*Set task*
Omit the images, then output each of the records below exactly.

*The input*
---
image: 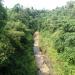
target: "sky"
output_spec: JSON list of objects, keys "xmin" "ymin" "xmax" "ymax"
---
[{"xmin": 4, "ymin": 0, "xmax": 72, "ymax": 10}]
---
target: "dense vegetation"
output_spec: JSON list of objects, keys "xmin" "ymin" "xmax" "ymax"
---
[
  {"xmin": 39, "ymin": 2, "xmax": 75, "ymax": 75},
  {"xmin": 0, "ymin": 1, "xmax": 36, "ymax": 75},
  {"xmin": 0, "ymin": 0, "xmax": 75, "ymax": 75}
]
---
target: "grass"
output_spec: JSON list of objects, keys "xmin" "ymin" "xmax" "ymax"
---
[{"xmin": 40, "ymin": 31, "xmax": 75, "ymax": 75}]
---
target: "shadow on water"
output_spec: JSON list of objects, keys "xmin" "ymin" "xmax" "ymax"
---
[{"xmin": 33, "ymin": 46, "xmax": 51, "ymax": 75}]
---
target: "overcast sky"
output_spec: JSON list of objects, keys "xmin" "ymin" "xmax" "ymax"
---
[{"xmin": 4, "ymin": 0, "xmax": 72, "ymax": 10}]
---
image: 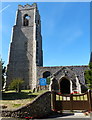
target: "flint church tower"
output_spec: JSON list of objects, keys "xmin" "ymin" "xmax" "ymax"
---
[{"xmin": 7, "ymin": 3, "xmax": 43, "ymax": 89}]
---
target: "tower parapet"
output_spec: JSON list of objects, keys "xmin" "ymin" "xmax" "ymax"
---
[{"xmin": 7, "ymin": 3, "xmax": 43, "ymax": 89}]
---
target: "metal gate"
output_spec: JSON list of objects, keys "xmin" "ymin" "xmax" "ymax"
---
[{"xmin": 51, "ymin": 90, "xmax": 92, "ymax": 111}]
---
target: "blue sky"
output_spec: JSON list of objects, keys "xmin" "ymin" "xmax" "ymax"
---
[{"xmin": 2, "ymin": 2, "xmax": 90, "ymax": 66}]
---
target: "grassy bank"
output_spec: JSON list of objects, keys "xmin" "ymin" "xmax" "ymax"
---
[{"xmin": 0, "ymin": 90, "xmax": 46, "ymax": 109}]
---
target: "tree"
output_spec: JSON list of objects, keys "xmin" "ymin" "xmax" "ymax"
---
[
  {"xmin": 84, "ymin": 62, "xmax": 92, "ymax": 89},
  {"xmin": 9, "ymin": 78, "xmax": 24, "ymax": 92}
]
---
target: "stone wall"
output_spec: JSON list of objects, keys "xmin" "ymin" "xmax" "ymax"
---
[
  {"xmin": 37, "ymin": 65, "xmax": 88, "ymax": 84},
  {"xmin": 1, "ymin": 91, "xmax": 51, "ymax": 118}
]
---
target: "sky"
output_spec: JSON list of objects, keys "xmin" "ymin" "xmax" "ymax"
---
[{"xmin": 0, "ymin": 2, "xmax": 90, "ymax": 66}]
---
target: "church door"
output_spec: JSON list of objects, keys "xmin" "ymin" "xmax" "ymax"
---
[{"xmin": 60, "ymin": 78, "xmax": 70, "ymax": 94}]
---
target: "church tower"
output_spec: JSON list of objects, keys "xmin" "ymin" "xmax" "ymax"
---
[{"xmin": 7, "ymin": 3, "xmax": 43, "ymax": 89}]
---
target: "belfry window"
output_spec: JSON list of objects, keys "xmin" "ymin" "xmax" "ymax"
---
[{"xmin": 23, "ymin": 14, "xmax": 30, "ymax": 26}]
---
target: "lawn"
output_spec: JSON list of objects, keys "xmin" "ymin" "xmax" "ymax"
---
[{"xmin": 0, "ymin": 90, "xmax": 46, "ymax": 110}]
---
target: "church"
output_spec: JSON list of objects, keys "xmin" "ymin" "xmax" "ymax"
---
[{"xmin": 6, "ymin": 3, "xmax": 88, "ymax": 94}]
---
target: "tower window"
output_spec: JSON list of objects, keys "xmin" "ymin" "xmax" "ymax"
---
[{"xmin": 23, "ymin": 14, "xmax": 30, "ymax": 26}]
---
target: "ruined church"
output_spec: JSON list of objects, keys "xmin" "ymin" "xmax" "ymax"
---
[{"xmin": 6, "ymin": 3, "xmax": 88, "ymax": 94}]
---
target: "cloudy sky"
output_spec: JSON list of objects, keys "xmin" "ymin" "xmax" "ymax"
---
[{"xmin": 0, "ymin": 2, "xmax": 90, "ymax": 66}]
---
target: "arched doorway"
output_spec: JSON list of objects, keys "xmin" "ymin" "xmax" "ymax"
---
[{"xmin": 60, "ymin": 78, "xmax": 70, "ymax": 94}]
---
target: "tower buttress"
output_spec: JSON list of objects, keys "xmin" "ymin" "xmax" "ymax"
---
[{"xmin": 7, "ymin": 3, "xmax": 43, "ymax": 89}]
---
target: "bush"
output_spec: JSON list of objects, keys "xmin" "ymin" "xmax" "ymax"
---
[{"xmin": 9, "ymin": 78, "xmax": 24, "ymax": 92}]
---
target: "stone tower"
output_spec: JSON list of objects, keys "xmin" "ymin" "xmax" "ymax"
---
[{"xmin": 7, "ymin": 3, "xmax": 43, "ymax": 89}]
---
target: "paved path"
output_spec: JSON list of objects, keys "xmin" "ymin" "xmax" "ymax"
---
[
  {"xmin": 40, "ymin": 113, "xmax": 92, "ymax": 120},
  {"xmin": 2, "ymin": 113, "xmax": 92, "ymax": 120}
]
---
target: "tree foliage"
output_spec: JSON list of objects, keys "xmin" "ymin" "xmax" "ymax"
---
[
  {"xmin": 84, "ymin": 62, "xmax": 92, "ymax": 89},
  {"xmin": 0, "ymin": 59, "xmax": 6, "ymax": 89},
  {"xmin": 9, "ymin": 78, "xmax": 24, "ymax": 92}
]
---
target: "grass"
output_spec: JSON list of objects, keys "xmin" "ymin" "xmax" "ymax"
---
[{"xmin": 0, "ymin": 90, "xmax": 46, "ymax": 109}]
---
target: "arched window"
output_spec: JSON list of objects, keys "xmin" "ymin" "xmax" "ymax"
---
[
  {"xmin": 23, "ymin": 14, "xmax": 30, "ymax": 26},
  {"xmin": 43, "ymin": 71, "xmax": 51, "ymax": 78}
]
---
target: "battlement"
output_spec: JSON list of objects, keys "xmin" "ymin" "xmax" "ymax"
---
[{"xmin": 18, "ymin": 3, "xmax": 37, "ymax": 10}]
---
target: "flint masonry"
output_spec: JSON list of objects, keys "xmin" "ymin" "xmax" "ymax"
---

*Task answer*
---
image: 
target: "sky"
output_spec: JSON list of objects, keys "xmin" "ymin" "xmax" "ymax"
---
[{"xmin": 4, "ymin": 0, "xmax": 72, "ymax": 10}]
---
target: "dense vegetation"
output_spec: JSON list of objects, keys "xmin" "ymin" "xmax" "ymax"
---
[
  {"xmin": 39, "ymin": 2, "xmax": 75, "ymax": 75},
  {"xmin": 0, "ymin": 1, "xmax": 36, "ymax": 75},
  {"xmin": 0, "ymin": 0, "xmax": 75, "ymax": 75}
]
---
target: "grass"
output_spec: JSON list of objects, keys "xmin" "ymin" "xmax" "ymax"
---
[{"xmin": 40, "ymin": 31, "xmax": 75, "ymax": 75}]
---
target: "shadow on water"
output_spec: JSON list of objects, keys "xmin" "ymin" "xmax" "ymax"
---
[{"xmin": 33, "ymin": 46, "xmax": 51, "ymax": 75}]
---
target: "overcast sky"
output_spec: JSON list of objects, keys "xmin" "ymin" "xmax" "ymax"
---
[{"xmin": 4, "ymin": 0, "xmax": 72, "ymax": 10}]
---
image: 
target: "flint church tower"
output_spec: JSON list of objects, keys "xmin" "ymin" "xmax" "ymax"
---
[{"xmin": 7, "ymin": 3, "xmax": 43, "ymax": 89}]
---
target: "tower parapet"
output_spec: JSON list of objects, keys "xmin" "ymin" "xmax" "ymax"
---
[{"xmin": 7, "ymin": 3, "xmax": 43, "ymax": 89}]
---
target: "metal gate"
output_spec: JSON list of objects, keys "xmin" "ymin" "xmax" "ymax"
---
[{"xmin": 51, "ymin": 90, "xmax": 92, "ymax": 111}]
---
target: "blue sky"
output_spec: JSON list of objects, keys "xmin" "ymin" "xmax" "ymax"
---
[{"xmin": 2, "ymin": 2, "xmax": 90, "ymax": 66}]
---
target: "grassy bank"
output_spec: JSON list of objects, keys "xmin" "ymin" "xmax" "ymax"
---
[{"xmin": 0, "ymin": 90, "xmax": 46, "ymax": 109}]
---
target: "tree"
output_spec: JSON list of objects, keys "xmin" "ymin" "xmax" "ymax"
---
[
  {"xmin": 84, "ymin": 62, "xmax": 92, "ymax": 89},
  {"xmin": 9, "ymin": 78, "xmax": 24, "ymax": 92}
]
---
target: "stone wall"
output_spec: JSON list of objects, keys "xmin" "ymin" "xmax" "ymax"
---
[
  {"xmin": 37, "ymin": 65, "xmax": 88, "ymax": 84},
  {"xmin": 1, "ymin": 91, "xmax": 51, "ymax": 118}
]
---
target: "sky"
output_spec: JSON list of objects, keys "xmin" "ymin" "xmax" "ymax"
---
[{"xmin": 0, "ymin": 2, "xmax": 90, "ymax": 66}]
---
target: "church door"
output_spec: JSON list of objects, keys "xmin" "ymin" "xmax" "ymax"
---
[{"xmin": 60, "ymin": 78, "xmax": 70, "ymax": 94}]
---
target: "church tower"
output_spec: JSON list of objects, keys "xmin" "ymin" "xmax" "ymax"
---
[{"xmin": 7, "ymin": 3, "xmax": 43, "ymax": 89}]
---
target: "belfry window"
output_spec: JSON list of objects, keys "xmin" "ymin" "xmax" "ymax"
---
[{"xmin": 23, "ymin": 14, "xmax": 30, "ymax": 26}]
---
target: "lawn"
output_spec: JSON list of objects, keys "xmin" "ymin" "xmax" "ymax"
---
[{"xmin": 0, "ymin": 90, "xmax": 46, "ymax": 110}]
---
target: "church"
output_spec: JSON list of objects, keys "xmin" "ymin" "xmax" "ymax"
---
[{"xmin": 6, "ymin": 3, "xmax": 88, "ymax": 94}]
---
target: "tower window"
output_spec: JSON list of objects, keys "xmin" "ymin" "xmax" "ymax"
---
[{"xmin": 23, "ymin": 14, "xmax": 30, "ymax": 26}]
---
target: "ruined church"
output_spec: JSON list of objects, keys "xmin" "ymin" "xmax" "ymax"
---
[{"xmin": 6, "ymin": 3, "xmax": 88, "ymax": 94}]
---
target: "cloudy sky"
output_spec: JSON list of objects, keys "xmin" "ymin" "xmax" "ymax"
---
[{"xmin": 0, "ymin": 2, "xmax": 90, "ymax": 66}]
---
target: "arched doorway"
output_spec: JSON list of objects, keys "xmin" "ymin" "xmax" "ymax"
---
[{"xmin": 60, "ymin": 78, "xmax": 70, "ymax": 94}]
---
target: "tower buttress"
output_spec: JSON list of objects, keys "xmin" "ymin" "xmax" "ymax"
---
[{"xmin": 7, "ymin": 3, "xmax": 43, "ymax": 89}]
---
target: "bush"
output_spec: JSON list of objects, keys "xmin" "ymin" "xmax" "ymax"
---
[{"xmin": 9, "ymin": 78, "xmax": 24, "ymax": 92}]
---
target: "stone tower"
output_spec: JSON list of objects, keys "xmin" "ymin" "xmax" "ymax"
---
[{"xmin": 7, "ymin": 3, "xmax": 43, "ymax": 89}]
---
target: "paved path"
output_spec: JSON list of objects, keys "xmin" "ymin" "xmax" "ymax"
---
[
  {"xmin": 40, "ymin": 113, "xmax": 92, "ymax": 120},
  {"xmin": 2, "ymin": 113, "xmax": 92, "ymax": 120}
]
---
target: "tree foliage"
output_spec: JSON list of objects, keys "xmin" "ymin" "xmax" "ymax"
---
[
  {"xmin": 84, "ymin": 62, "xmax": 92, "ymax": 89},
  {"xmin": 0, "ymin": 59, "xmax": 6, "ymax": 89},
  {"xmin": 9, "ymin": 78, "xmax": 24, "ymax": 92}
]
---
target: "grass"
output_spec: JSON list of objects, keys "xmin" "ymin" "xmax" "ymax"
---
[{"xmin": 0, "ymin": 90, "xmax": 46, "ymax": 109}]
---
target: "arched window"
output_spec: JSON list of objects, keys "xmin" "ymin" "xmax" "ymax"
---
[
  {"xmin": 23, "ymin": 14, "xmax": 30, "ymax": 26},
  {"xmin": 43, "ymin": 71, "xmax": 51, "ymax": 78}
]
---
target: "battlement"
output_spec: JSON list of objects, keys "xmin" "ymin" "xmax" "ymax"
---
[{"xmin": 18, "ymin": 3, "xmax": 37, "ymax": 10}]
---
target: "flint masonry"
output_spec: JSON list of objects, keys "xmin" "ymin" "xmax" "ymax"
---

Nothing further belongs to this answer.